▶ **Task to complete**: Rewrite all of the material below as a JSON list of strings, with one string per line and blank lines omitted.

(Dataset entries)
..........
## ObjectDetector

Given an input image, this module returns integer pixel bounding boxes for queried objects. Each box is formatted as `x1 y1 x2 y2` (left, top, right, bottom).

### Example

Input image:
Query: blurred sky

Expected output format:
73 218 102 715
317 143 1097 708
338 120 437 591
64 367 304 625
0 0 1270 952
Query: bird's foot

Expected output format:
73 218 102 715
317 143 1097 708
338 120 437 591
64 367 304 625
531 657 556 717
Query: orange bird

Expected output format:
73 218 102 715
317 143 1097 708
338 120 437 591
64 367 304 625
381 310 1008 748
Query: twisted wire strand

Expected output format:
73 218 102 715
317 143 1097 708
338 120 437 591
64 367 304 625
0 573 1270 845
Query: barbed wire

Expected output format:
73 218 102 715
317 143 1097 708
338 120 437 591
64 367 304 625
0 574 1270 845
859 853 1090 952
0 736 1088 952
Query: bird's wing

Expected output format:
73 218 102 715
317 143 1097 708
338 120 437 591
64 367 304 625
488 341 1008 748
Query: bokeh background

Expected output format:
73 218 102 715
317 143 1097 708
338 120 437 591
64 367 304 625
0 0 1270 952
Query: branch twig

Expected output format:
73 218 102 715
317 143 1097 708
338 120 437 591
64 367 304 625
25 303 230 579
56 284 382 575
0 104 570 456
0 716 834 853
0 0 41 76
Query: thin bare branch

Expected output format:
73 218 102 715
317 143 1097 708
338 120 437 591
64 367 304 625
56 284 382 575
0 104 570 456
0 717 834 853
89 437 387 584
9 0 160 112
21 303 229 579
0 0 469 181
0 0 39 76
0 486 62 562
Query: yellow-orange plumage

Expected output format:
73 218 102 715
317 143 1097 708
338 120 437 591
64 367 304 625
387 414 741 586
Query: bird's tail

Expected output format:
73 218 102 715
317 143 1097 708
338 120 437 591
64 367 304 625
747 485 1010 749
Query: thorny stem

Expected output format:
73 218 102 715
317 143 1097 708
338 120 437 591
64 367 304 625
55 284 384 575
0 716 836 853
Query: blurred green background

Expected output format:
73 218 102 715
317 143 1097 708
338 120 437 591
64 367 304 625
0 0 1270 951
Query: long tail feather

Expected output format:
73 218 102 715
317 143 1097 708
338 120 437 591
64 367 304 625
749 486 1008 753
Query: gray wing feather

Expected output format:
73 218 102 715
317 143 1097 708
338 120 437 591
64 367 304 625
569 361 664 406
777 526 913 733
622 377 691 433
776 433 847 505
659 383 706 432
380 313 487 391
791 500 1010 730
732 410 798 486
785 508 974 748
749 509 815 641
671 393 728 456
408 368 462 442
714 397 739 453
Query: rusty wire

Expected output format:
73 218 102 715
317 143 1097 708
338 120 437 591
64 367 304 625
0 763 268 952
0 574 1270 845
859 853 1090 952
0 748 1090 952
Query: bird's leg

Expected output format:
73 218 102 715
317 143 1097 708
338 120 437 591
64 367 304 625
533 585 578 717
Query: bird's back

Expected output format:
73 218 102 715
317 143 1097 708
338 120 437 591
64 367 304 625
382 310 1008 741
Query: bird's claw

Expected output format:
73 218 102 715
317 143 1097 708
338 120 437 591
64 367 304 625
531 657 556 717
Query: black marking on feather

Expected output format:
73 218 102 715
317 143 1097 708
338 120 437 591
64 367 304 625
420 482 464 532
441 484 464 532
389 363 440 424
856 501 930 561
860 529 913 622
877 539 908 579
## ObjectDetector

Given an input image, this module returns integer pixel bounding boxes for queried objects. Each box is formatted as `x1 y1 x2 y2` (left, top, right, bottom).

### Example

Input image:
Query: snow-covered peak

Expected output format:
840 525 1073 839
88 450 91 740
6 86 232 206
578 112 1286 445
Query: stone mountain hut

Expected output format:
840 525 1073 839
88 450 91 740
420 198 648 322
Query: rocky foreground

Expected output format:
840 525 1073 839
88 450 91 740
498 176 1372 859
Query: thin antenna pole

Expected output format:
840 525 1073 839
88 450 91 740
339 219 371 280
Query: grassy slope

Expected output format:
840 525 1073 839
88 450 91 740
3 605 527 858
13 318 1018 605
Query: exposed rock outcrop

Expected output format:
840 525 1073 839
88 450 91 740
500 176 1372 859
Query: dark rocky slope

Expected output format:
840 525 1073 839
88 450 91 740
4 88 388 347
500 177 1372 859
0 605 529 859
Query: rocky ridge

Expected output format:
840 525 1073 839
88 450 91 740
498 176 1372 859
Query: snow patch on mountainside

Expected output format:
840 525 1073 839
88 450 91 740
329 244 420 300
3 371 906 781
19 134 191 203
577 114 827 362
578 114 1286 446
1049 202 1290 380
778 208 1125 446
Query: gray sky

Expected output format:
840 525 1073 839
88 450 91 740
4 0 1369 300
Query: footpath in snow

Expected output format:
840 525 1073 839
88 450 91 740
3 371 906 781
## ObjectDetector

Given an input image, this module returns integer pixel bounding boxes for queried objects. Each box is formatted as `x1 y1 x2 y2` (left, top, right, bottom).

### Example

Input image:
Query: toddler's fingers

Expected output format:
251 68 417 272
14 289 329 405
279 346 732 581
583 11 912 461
..........
▶ **The completed task**:
[
  "## ObjectDetector",
  "Given an input image, this module returns integer pixel bounding boxes for queried objects. Each box is formatted as `x1 y1 x2 y2` (left, top, right, bottom).",
  "### Example",
  "Input image:",
  "Query: blurred sky",
  "Expected output format:",
  "73 218 102 715",
  "317 143 1097 708",
  "338 120 437 591",
  "64 367 304 625",
  "0 0 1270 952",
  "Query: bird's foot",
  "Expected output format:",
  "73 218 102 715",
  "317 143 1097 708",
  "338 120 437 591",
  "64 367 304 625",
  "531 657 556 717",
  "Query: orange bird",
  "Expected output format:",
  "73 218 102 715",
  "317 143 1097 708",
  "338 120 437 591",
  "64 367 304 625",
  "381 310 1008 748",
  "Query: twisted wire strand",
  "Expected output format:",
  "73 218 102 715",
  "317 143 1097 708",
  "338 120 437 591",
  "64 367 304 625",
  "0 573 1270 845",
  "Query: barbed wire",
  "Expected output format:",
  "73 218 102 715",
  "317 143 1097 708",
  "338 120 437 591",
  "64 367 304 625",
  "0 574 1270 845",
  "859 853 1090 952",
  "0 736 1088 952",
  "Query: bird's wing",
  "Expected output format:",
  "73 218 102 715",
  "317 143 1097 708",
  "338 120 437 591",
  "64 367 304 625",
  "488 341 1008 748",
  "Query: bokeh background",
  "Expected output format:",
  "73 218 102 715",
  "317 143 1097 708",
  "338 120 437 591",
  "64 367 304 625",
  "0 0 1270 952",
  "Query: branch twig",
  "Expected output format:",
  "73 218 102 715",
  "317 143 1097 708",
  "338 120 437 591",
  "64 367 304 625",
  "25 303 230 579",
  "56 284 382 575",
  "0 104 570 456",
  "0 716 834 853",
  "0 0 41 76",
  "Query: thin bare branch",
  "Expected output format:",
  "73 218 102 715",
  "317 143 1097 708",
  "338 120 437 591",
  "64 367 304 625",
  "56 284 382 575",
  "0 104 570 456",
  "0 717 834 853",
  "89 437 387 584",
  "9 0 160 112",
  "21 303 229 579",
  "0 0 469 181",
  "0 0 39 76",
  "0 486 62 562",
  "Query: yellow-orange plumage",
  "Expected output format:",
  "73 218 102 715",
  "317 143 1097 708",
  "338 120 437 591",
  "64 367 304 625",
  "387 414 741 586",
  "Query: bird's tail",
  "Expected output format:",
  "73 218 102 715",
  "317 143 1097 708",
  "338 120 437 591",
  "64 367 304 625",
  "747 485 1010 749",
  "Query: thorny stem",
  "Expected output format:",
  "73 218 102 715",
  "317 143 1097 708",
  "338 120 437 591",
  "64 367 304 625",
  "55 284 384 575",
  "0 716 836 853",
  "Query: blurred green background",
  "Expected output format:",
  "73 218 102 715",
  "317 143 1097 708",
  "338 120 437 591",
  "64 367 304 625",
  "0 0 1270 951",
  "Query: long tail feather",
  "Expected output format:",
  "73 218 102 715",
  "317 143 1097 708",
  "338 120 437 591",
  "64 367 304 625",
  "749 486 1008 753",
  "Query: gray wing feather",
  "Expected output format:",
  "73 218 102 715",
  "317 143 1097 708",
  "338 120 437 591",
  "64 367 304 625",
  "569 361 664 406",
  "777 526 913 733",
  "622 377 691 433",
  "776 433 847 505",
  "659 383 706 432",
  "380 313 487 391",
  "791 500 1010 730",
  "732 410 798 486",
  "785 508 974 748",
  "749 509 815 641",
  "671 393 728 456",
  "408 368 462 442",
  "714 397 739 453",
  "Query: rusty wire",
  "Expected output format:",
  "73 218 102 715",
  "317 143 1097 708",
  "338 120 437 591",
  "64 367 304 625",
  "0 763 268 952",
  "0 574 1270 845",
  "859 853 1090 952",
  "0 748 1090 952",
  "Query: bird's leg",
  "Expected output format:",
  "73 218 102 715",
  "317 143 1097 708",
  "338 120 437 591",
  "64 367 304 625",
  "533 585 578 717",
  "Query: bird's back",
  "Expected output format:",
  "73 218 102 715",
  "317 143 1097 708",
  "338 120 437 591",
  "64 367 304 625",
  "382 310 1008 741",
  "Query: bird's claw",
  "Expected output format:",
  "73 218 102 715",
  "317 143 1097 708",
  "338 120 437 591",
  "64 367 304 625",
  "531 657 556 717",
  "Query: black marking on feather",
  "Expected output format:",
  "73 218 102 715",
  "317 143 1097 708",
  "338 120 437 591",
  "64 367 304 625",
  "420 482 464 532",
  "441 484 464 532",
  "389 363 440 424",
  "856 501 930 561",
  "860 529 913 622",
  "877 539 908 579",
  "## ObjectDetector",
  "Given an input image, this module returns integer pixel bounding boxes for queried objects. Each box is formatted as `x1 y1 x2 y2` (left, top, right, bottom).",
  "### Example",
  "Input image:",
  "Query: snow-covered peak",
  "Expected output format:",
  "840 525 1073 839",
  "88 450 91 740",
  "6 86 232 206",
  "578 112 1286 445",
  "Query: stone mountain hut",
  "Expected output format:",
  "840 525 1073 839",
  "88 450 91 740",
  "420 198 648 322",
  "Query: rocky foreground",
  "Expected output format:",
  "840 525 1073 839",
  "88 450 91 740",
  "498 176 1372 859",
  "Query: thin antenna pole",
  "Expected output format:",
  "840 525 1073 839",
  "88 450 91 740",
  "339 219 371 280",
  "Query: grassy slope",
  "Expected output format:",
  "840 525 1073 839",
  "88 450 91 740",
  "3 605 527 858",
  "13 318 1018 605",
  "Query: exposed rock outcrop",
  "Expected output format:",
  "840 525 1073 839",
  "88 450 91 740",
  "500 176 1372 859",
  "Query: dark rocky slope",
  "Expected output format:",
  "840 525 1073 839",
  "88 450 91 740",
  "4 88 388 347",
  "500 177 1372 859",
  "0 605 529 859",
  "Query: rocky ridge",
  "Expected output format:",
  "840 525 1073 839",
  "88 450 91 740",
  "498 176 1372 859",
  "Query: snow patch on mountainside",
  "Expected output format:",
  "840 525 1073 839",
  "88 450 91 740",
  "329 244 420 300",
  "3 371 906 781",
  "19 134 191 203",
  "577 114 827 362",
  "578 114 1286 446",
  "1049 202 1290 380",
  "778 208 1125 446",
  "Query: gray sky",
  "Expected output format:",
  "840 525 1073 839",
  "88 450 91 740",
  "4 0 1369 300",
  "Query: footpath in snow",
  "Expected output format:",
  "840 525 1073 839",
  "88 450 91 740",
  "3 371 906 781",
  "## ObjectDetector",
  "Given an input image, this module returns integer pixel bounding boxes for queried objects. Each box is formatted as `x1 y1 x2 y2` (left, top, right, bottom).",
  "### Example",
  "Input image:",
  "Query: toddler's fingers",
  "Expected output format:",
  "251 68 417 272",
  "14 289 329 405",
  "279 346 732 581",
  "583 11 912 461"
]